Say whether each statement agrees with the commit page that follows, answering yes or no and quoting the words of the page that decide it. (a) The commit changes more than one file. (b) The earlier XPU implementation shared storage among the returned tensors. (c) The constructor's ret_per_tensor parameter changes from a single pointer to a pointer to pointer.

Begin Provided text

_foreach_norm: Align with PyTorch operator semantics on allocation sc…

…heme of return tensors (#709) PyTorch requires separate copies returned in foreach_norm. The existing XPU implementation follows an out-of-date allocation scheme, to share storage among returned tensor. In latest PyTorch unit test, the behavior is not allowed. related case: - test_dispatch_meta_outplace__foreach_norm_xpu_bfloat16 - test_dispatch_meta_outplace__foreach_norm_xpu_float - test_dispatch_symbolic_meta_outplace__foreach_norm_xpu_bfloat16 - test_dispatch_symbolic_meta_outplace__foreach_norm_xpu_float - test_dispatch_symbolic_meta_outplace_all_strides__foreach_norm_xpu_float32 - test_meta_outplace__foreach_norm_xpu_bfloat16 - test_meta_outplace__foreach_norm_xpu_float --------- Co-authored-by: Feng Yuan <[email protected]>
intel · Aug 19, 2024 · 7eb5219 · 7eb5219
1 parent 5a47831
commit 7eb5219
Showing 1 changed file with 46 additions and 10 deletions.
diff --git a/src/ATen/native/xpu/sycl/ForeachReduceKernels.cpp b/src/ATen/native/xpu/sycl/ForeachReduceKernels.cpp
@@ -106,13 +106,13 @@ struct lpnormChunkReduceKernelFunctor {
     auto sum_val = sycl::reduce_over_group(
         item_id.get_group(), val, sycl::plus<opmath_t>());
     if (lid == 0) {
-      ret_per_tensor_[group_id] =
+      *(ret_per_tensor_[group_id]) =
           norm_type == NormType::L1 ? sum_val : std::sqrt((opmath_t)sum_val);
     }
   }
   lpnormChunkReduceKernelFunctor(
       const opmath_t* output_per_tensor,
-      out_t* ret_per_tensor,
+      out_t** ret_per_tensor,
       int max_chunks_per_tensor,
       int wg_size)

End Provided text
Begin Data section

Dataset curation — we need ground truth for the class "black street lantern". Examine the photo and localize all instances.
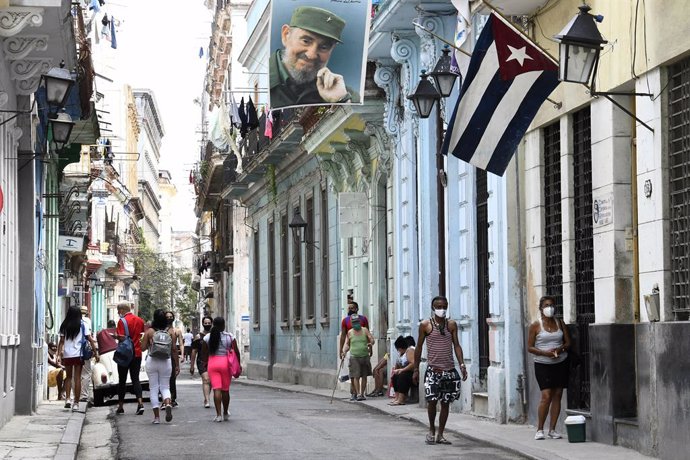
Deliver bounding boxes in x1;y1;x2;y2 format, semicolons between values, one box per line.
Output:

End Data section

Exercise answer →
(a) No: "Showing 1 changed file with 46 additions and 10 deletions."
(b) Yes: "The existing XPU implementation follows an out-of-date allocation scheme, to share storage among returned tensor."
(c) Yes: "out_t* ret_per_tensor," is replaced by "out_t** ret_per_tensor,"